GIVEN INSTRUCTION 1 —
In the Notices to Mariners guide, rewrite the paragraph beginning "At Mapworld, our nautical chart collection" as a short bulleted list that keeps its main facts.
GIVEN INSTRUCTION 2 —
Answer these questions from the Notices to Mariners guide:
(a) What abbreviation is often used for Notices to Mariners?
(b) A nautical chart is described as a snapshot of what?
(c) In the section on why the notices matter, what is said to be possibly changed in character?
GIVEN INSTRUCTION 3 —
List every group of people or organizations that the Notices to Mariners guide says pay attention to Notices to Mariners.

PASSAGE TO READ —
┄┄┄┄┄┄┄┄┄┄
Understanding Notices to Mariners

Understanding Notices to Mariners

Why nautical charts must be kept current — and how Notices to Mariners help skippers navigate with greater confidence.

A nautical chart is never truly finished.

The sea changes.

Sandbanks shift.

Channels are dredged.

Buoys are moved.

Lights are altered.

New hazards are discovered.

Wrecks are reported.

Maritime works begin.

Depth information is updated.

This is why professional mariners, serious recreational skippers, sailing schools, commercial operators, and chart users pay attention to Notices to Mariners.

A chart is only as good as the information it contains. Notices to Mariners are one of the key ways that charting authorities communicate important updates affecting navigation safety.

At Mapworld, our nautical chart collection includes official AUS charts, WA Department of Transport inshore charts, Imray cruising charts, tide tables, chart plotting tools, compasses, dividers, parallel rules, cruising guides, and marine navigation accessories. For anyone navigating Australian waters, understanding Notices to Mariners is part of understanding how charts stay reliable.

This guide explains what Notices to Mariners are, why they matter, and how they relate to the charts and navigation tools available through Mapworld.


What Are Notices to Mariners?

Notices to Mariners, often abbreviated as NtM, are official updates issued to correct or update nautical charts and nautical publications.

They may advise mariners about:

  • Changes to navigation lights

  • New or moved buoys

  • Removed or altered beacons

  • New hazards

  • Wrecks and obstructions

  • Changes to depth information

  • Shoaling or dredging

  • Harbour works

  • Marine construction

  • Restricted areas

  • Firing practice areas

  • Changes to channels

  • Updates to charted information

  • Temporary hazards or events

In simple terms:

Notices to Mariners help keep charts current.

A nautical chart is a snapshot of marine information at a given time. Notices to Mariners are the update system that keeps that snapshot from becoming dangerously outdated.


Why Notices to Mariners Matter

On land, an outdated road map can be inconvenient.

At sea, outdated chart information can be dangerous.

A navigation mark may have moved.

A light may have changed character.

A channel may have shifted.

A new obstruction may have been discovered.

A depth may no longer be reliable.
┄┄┄┄┄┄┄┄┄┄
MATERIAL —
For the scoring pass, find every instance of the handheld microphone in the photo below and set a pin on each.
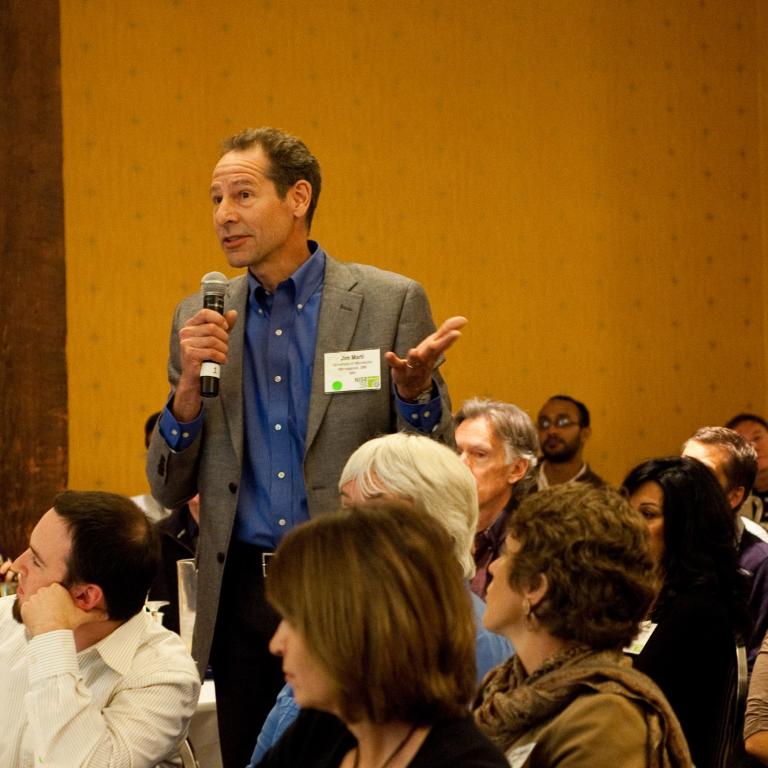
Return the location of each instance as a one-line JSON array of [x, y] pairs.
[[214, 286]]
┄┄┄┄┄┄┄┄┄┄
WRITTEN REPLY 1 —
- Mapworld's nautical chart collection includes official AUS charts, WA Department of Transport inshore charts, Imray cruising charts, tide tables, chart plotting tools, compasses, dividers, parallel rules, cruising guides, and marine navigation accessories.
- For anyone navigating Australian waters, understanding Notices to Mariners is part of understanding how charts stay reliable.

WRITTEN REPLY 2 —
(a) NtM
(b) Marine information at a given time
(c) A light

WRITTEN REPLY 3 —
- Professional mariners
- Serious recreational skippers
- Sailing schools
- Commercial operators
- Chart users